Set exercise >> In the mailing-list post below, what value does the query return for a column that stores "68.01"?

Extract to read >>
● ● ●
You are viewing a plain text version of this content. The canonical link for it is here.
Posted to user@impala.apache.org by Aleksei Maželis <ol...@gmail.com> on 2017/09/11 07:37:57 UTC

Querying column of double data type from (Kudu-based) table: artifact digits

Hi,

While querying, via Impala, a double-type data column from Kudu table, I
have noticed that the original value is sometimes miss-represented with an
artifact digit. Say, whereas "68.01" is stored in a column, querying it
returns "68.01000000000001". What would be the proper way of handling (or
going around) that?

This can be reproduced e.g. as:

> create TABLE test
(
  col1 BIGINT PRIMARY KEY,
  col2 STRING,
  col3 double
) PARTITION BY HASH(col1) PARTITIONS 2
STORED AS KUDU TBLPROPERTIES ('kudu.master_addresses'='kudu-docker:7051',
'kudu.num_tablet_replicas' = '1', 'kudu.table_name'='test')
● ● ●
Data lines >>
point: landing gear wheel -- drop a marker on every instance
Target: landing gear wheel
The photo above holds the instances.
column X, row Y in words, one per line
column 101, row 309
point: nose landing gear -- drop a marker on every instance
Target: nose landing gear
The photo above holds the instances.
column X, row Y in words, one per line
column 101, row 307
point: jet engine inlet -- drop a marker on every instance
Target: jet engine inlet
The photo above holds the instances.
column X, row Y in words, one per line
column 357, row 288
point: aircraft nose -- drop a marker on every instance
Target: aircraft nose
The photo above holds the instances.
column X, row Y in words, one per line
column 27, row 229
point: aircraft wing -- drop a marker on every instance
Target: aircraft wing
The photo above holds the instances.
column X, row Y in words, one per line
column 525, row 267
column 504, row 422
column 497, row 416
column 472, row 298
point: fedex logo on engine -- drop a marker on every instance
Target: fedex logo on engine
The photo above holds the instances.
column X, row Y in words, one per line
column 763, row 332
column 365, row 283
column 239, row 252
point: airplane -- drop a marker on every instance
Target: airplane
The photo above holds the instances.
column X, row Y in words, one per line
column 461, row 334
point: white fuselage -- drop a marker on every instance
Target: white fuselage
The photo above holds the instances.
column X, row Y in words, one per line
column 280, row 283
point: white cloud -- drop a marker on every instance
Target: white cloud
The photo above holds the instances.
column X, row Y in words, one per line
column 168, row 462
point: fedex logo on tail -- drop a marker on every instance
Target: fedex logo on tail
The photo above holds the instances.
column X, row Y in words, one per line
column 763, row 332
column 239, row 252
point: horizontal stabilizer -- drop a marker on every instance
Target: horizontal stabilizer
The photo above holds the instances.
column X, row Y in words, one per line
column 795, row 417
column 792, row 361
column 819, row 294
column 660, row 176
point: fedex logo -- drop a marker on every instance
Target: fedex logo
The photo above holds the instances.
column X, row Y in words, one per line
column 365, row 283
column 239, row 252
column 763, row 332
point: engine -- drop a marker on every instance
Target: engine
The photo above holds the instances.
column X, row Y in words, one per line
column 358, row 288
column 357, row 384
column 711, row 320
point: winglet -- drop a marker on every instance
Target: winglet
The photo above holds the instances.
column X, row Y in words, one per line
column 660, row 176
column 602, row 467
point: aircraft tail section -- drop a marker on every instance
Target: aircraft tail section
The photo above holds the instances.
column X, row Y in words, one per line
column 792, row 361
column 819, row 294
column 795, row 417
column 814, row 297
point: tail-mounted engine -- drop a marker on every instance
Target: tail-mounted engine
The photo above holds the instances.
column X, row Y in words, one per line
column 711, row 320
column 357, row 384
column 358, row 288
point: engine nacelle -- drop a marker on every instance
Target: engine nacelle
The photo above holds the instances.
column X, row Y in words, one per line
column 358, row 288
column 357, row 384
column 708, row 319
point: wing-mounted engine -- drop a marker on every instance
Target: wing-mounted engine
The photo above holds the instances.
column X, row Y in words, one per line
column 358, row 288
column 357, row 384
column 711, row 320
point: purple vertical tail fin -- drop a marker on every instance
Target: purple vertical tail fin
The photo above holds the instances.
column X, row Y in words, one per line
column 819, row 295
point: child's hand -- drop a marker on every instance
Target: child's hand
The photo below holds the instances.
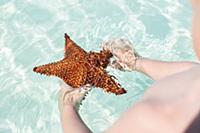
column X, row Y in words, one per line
column 124, row 54
column 71, row 96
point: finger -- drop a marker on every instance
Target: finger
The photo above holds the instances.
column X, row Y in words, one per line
column 115, row 64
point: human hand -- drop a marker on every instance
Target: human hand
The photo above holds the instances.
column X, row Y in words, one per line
column 124, row 54
column 71, row 96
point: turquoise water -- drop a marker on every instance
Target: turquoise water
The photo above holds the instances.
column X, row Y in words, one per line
column 31, row 33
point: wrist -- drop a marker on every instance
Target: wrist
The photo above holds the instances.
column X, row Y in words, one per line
column 138, row 64
column 68, row 108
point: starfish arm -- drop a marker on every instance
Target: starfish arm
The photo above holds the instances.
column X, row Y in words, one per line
column 99, row 78
column 73, row 73
column 101, row 59
column 72, row 50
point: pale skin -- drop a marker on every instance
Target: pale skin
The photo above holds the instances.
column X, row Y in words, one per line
column 169, row 105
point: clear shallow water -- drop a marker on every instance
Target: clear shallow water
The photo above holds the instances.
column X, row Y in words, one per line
column 31, row 33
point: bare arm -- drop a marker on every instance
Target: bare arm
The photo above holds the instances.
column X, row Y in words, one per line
column 160, row 69
column 196, row 26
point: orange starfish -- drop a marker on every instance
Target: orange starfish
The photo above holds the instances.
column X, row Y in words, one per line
column 79, row 68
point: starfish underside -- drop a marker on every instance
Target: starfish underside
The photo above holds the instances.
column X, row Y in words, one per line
column 79, row 68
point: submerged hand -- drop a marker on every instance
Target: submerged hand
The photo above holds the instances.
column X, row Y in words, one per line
column 124, row 54
column 71, row 96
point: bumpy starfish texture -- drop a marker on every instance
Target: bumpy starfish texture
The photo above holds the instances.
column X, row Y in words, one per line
column 79, row 68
● ● ●
Correct result >> 68.01000000000001